BEGIN

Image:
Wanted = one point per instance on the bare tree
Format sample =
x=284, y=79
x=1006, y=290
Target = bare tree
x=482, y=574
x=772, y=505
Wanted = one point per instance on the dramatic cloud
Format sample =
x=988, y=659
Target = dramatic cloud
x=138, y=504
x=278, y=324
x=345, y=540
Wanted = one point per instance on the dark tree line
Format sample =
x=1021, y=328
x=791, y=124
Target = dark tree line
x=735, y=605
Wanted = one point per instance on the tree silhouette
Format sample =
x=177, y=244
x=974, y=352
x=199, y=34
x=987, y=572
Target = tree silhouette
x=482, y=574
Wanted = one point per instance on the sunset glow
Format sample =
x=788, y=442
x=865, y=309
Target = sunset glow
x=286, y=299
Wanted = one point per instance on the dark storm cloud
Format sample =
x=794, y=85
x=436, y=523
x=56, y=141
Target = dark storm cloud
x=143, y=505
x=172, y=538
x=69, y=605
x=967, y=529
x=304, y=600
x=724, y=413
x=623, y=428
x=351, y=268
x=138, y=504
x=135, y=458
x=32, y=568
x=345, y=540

END
BEGIN

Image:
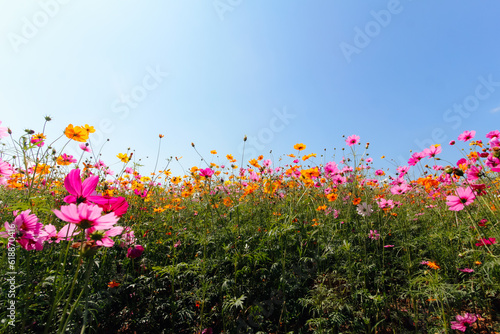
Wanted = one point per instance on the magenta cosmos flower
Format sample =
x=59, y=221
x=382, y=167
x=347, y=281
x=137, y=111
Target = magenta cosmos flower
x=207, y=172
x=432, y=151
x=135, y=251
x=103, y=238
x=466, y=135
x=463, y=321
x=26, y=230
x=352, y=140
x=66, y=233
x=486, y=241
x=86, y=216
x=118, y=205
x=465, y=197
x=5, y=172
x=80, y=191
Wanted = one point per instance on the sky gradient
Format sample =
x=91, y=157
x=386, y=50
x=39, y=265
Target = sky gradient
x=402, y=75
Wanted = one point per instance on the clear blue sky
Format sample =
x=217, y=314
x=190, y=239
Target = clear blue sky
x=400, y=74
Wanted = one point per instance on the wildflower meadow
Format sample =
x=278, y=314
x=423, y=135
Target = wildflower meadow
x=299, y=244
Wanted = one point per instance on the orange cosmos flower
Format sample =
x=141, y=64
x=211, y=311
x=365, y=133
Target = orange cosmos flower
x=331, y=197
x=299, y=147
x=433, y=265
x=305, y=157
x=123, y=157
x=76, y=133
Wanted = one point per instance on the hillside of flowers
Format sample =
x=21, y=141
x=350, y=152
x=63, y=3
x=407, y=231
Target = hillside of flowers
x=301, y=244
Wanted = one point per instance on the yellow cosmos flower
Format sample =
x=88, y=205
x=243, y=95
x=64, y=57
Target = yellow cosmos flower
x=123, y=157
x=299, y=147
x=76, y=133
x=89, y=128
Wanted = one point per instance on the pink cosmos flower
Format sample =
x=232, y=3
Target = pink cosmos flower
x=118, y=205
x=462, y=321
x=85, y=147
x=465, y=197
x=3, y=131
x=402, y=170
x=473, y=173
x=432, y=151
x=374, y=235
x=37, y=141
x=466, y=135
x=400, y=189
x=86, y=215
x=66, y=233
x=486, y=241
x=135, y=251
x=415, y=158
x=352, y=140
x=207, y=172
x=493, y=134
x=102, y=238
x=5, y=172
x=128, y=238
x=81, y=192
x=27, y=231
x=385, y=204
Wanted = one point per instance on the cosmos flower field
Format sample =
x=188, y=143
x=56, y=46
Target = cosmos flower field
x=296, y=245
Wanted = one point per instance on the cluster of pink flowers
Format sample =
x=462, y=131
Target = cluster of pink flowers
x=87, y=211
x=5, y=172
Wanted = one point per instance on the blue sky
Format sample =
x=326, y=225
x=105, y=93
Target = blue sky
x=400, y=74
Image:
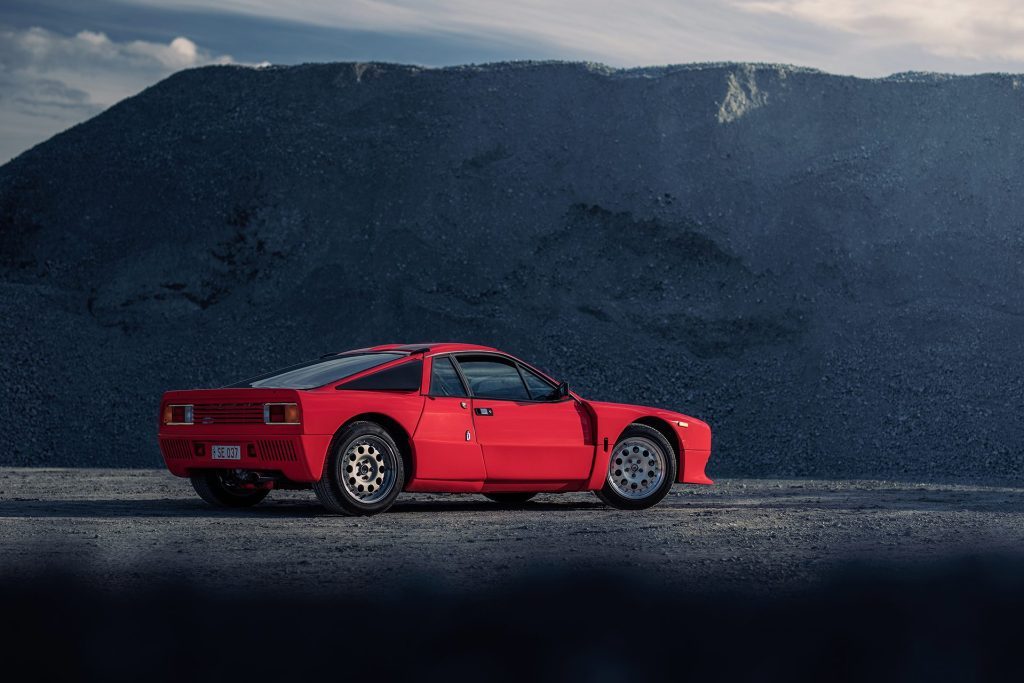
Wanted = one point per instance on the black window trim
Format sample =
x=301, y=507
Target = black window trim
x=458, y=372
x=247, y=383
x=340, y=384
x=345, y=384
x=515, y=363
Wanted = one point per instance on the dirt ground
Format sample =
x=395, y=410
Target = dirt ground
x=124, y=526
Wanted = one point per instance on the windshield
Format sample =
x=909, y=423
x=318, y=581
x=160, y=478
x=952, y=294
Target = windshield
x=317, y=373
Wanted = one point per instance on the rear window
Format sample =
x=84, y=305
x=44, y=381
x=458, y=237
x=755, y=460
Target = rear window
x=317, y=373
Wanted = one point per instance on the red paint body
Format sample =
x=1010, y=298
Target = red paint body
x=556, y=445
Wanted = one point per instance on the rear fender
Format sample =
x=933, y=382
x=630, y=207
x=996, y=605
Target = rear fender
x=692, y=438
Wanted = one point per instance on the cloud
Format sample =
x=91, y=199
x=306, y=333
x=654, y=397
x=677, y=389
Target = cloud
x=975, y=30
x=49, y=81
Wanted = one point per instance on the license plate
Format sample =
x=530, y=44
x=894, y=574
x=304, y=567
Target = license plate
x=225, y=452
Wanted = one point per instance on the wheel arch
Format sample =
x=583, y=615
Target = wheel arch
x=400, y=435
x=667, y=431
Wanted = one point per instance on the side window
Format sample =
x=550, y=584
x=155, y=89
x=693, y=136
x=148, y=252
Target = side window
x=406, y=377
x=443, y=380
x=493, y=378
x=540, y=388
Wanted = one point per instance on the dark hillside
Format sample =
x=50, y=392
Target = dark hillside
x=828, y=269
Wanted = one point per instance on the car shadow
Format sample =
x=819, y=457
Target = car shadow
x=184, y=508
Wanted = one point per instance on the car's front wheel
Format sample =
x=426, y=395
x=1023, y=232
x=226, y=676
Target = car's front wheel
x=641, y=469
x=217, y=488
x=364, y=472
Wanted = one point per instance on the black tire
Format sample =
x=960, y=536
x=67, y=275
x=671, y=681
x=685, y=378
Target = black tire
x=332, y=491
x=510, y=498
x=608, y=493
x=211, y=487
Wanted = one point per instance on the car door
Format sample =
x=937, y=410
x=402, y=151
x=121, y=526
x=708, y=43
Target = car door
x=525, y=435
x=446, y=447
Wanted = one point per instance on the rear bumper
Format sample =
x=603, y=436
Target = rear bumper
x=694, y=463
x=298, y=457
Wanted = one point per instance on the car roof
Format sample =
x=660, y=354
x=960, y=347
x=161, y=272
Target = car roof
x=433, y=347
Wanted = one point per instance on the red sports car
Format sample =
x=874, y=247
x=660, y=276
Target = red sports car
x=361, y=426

END
BEGIN

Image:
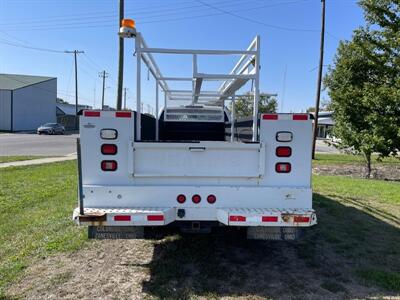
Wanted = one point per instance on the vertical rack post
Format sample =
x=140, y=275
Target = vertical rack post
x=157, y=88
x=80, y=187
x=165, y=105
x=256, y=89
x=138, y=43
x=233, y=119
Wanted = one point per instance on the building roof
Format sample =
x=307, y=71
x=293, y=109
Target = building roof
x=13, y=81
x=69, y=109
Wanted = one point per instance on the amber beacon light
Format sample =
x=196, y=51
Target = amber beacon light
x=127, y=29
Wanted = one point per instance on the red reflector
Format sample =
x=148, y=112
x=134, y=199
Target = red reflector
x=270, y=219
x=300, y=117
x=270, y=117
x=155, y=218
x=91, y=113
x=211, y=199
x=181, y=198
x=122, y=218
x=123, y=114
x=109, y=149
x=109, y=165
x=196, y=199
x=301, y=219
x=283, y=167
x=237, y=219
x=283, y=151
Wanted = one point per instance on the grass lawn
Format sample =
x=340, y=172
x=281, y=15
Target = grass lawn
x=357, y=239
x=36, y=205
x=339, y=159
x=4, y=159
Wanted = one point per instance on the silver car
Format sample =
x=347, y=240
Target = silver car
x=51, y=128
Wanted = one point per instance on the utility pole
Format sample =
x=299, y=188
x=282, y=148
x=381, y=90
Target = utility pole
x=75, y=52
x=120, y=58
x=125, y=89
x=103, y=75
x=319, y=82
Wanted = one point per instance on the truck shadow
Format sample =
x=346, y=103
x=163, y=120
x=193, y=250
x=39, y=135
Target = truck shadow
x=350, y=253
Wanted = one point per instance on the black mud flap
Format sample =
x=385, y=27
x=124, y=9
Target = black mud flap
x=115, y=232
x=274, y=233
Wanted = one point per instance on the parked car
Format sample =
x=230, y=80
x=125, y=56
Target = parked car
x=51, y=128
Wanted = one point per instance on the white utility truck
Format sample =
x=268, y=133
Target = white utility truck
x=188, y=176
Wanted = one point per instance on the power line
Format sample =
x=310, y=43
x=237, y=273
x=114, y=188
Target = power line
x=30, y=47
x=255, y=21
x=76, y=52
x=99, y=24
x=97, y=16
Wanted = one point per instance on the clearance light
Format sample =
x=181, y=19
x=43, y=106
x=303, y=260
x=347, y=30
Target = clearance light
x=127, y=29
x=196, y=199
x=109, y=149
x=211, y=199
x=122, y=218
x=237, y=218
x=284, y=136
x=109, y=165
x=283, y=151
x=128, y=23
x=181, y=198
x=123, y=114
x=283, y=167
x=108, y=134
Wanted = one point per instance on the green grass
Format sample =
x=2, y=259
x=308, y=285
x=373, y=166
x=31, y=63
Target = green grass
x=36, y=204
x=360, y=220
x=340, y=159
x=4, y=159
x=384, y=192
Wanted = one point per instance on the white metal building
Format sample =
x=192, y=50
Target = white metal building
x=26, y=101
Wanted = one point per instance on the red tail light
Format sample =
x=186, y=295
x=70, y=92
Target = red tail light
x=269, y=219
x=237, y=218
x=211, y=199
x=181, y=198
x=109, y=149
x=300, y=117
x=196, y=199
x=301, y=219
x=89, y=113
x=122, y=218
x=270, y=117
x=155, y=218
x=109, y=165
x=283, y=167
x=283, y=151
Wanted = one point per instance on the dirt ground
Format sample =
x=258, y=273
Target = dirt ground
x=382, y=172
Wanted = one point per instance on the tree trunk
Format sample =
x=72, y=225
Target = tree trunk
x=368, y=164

END

Work to complete »
Render the data from the line with "Wanted = one point per instance on the red paint" to the line with "x=361, y=426", both included, as a JSON list of strings, one string per line, leaving out blank lines.

Full output »
[
  "Wanted = one point per instance on the red paint body",
  "Format sample =",
  "x=1010, y=298",
  "Target = red paint body",
  "x=556, y=445",
  "Wanted = one point per instance on the rear fender",
  "Format sample =",
  "x=933, y=382",
  "x=630, y=207",
  "x=996, y=605",
  "Target = rear fender",
  "x=692, y=438",
  "Wanted = one point per instance on the cloud",
  "Format sample =",
  "x=91, y=199",
  "x=306, y=333",
  "x=654, y=397",
  "x=677, y=389",
  "Target = cloud",
  "x=975, y=30",
  "x=49, y=81",
  "Wanted = one point per instance on the license plate",
  "Format sample =",
  "x=530, y=44",
  "x=894, y=574",
  "x=304, y=567",
  "Target = license plate",
  "x=225, y=452",
  "Wanted = one point per instance on the wheel arch",
  "Format sample =",
  "x=583, y=615",
  "Target = wheel arch",
  "x=400, y=435",
  "x=667, y=431",
  "Wanted = one point per instance on the side window",
  "Format sample =",
  "x=550, y=584",
  "x=155, y=89",
  "x=693, y=136",
  "x=148, y=252",
  "Target = side window",
  "x=406, y=377",
  "x=443, y=380",
  "x=493, y=378",
  "x=540, y=388",
  "Wanted = one point per instance on the dark hillside",
  "Format sample =",
  "x=50, y=392",
  "Target = dark hillside",
  "x=828, y=269",
  "Wanted = one point per instance on the car shadow",
  "Format sample =",
  "x=819, y=457",
  "Target = car shadow",
  "x=184, y=508",
  "Wanted = one point per instance on the car's front wheel",
  "Format sample =",
  "x=426, y=395",
  "x=1023, y=232",
  "x=226, y=676",
  "Target = car's front wheel",
  "x=641, y=469",
  "x=217, y=488",
  "x=364, y=472",
  "Wanted = one point per instance on the black tire",
  "Format sample =",
  "x=960, y=536",
  "x=67, y=275",
  "x=671, y=681",
  "x=685, y=378",
  "Target = black tire",
  "x=332, y=491",
  "x=510, y=498",
  "x=608, y=493",
  "x=211, y=487",
  "Wanted = one point per instance on the car door",
  "Format sample =",
  "x=937, y=410",
  "x=402, y=151",
  "x=121, y=526",
  "x=708, y=43",
  "Target = car door",
  "x=525, y=435",
  "x=446, y=447",
  "Wanted = one point per instance on the rear bumper",
  "Format sample =",
  "x=603, y=436",
  "Target = rear bumper",
  "x=694, y=463",
  "x=298, y=457",
  "Wanted = one point per instance on the car roof",
  "Format sample =",
  "x=660, y=354",
  "x=960, y=347",
  "x=161, y=272",
  "Target = car roof",
  "x=433, y=347",
  "Wanted = one point per instance on the red sports car",
  "Format sample =",
  "x=874, y=247",
  "x=660, y=276",
  "Target = red sports car",
  "x=361, y=426"
]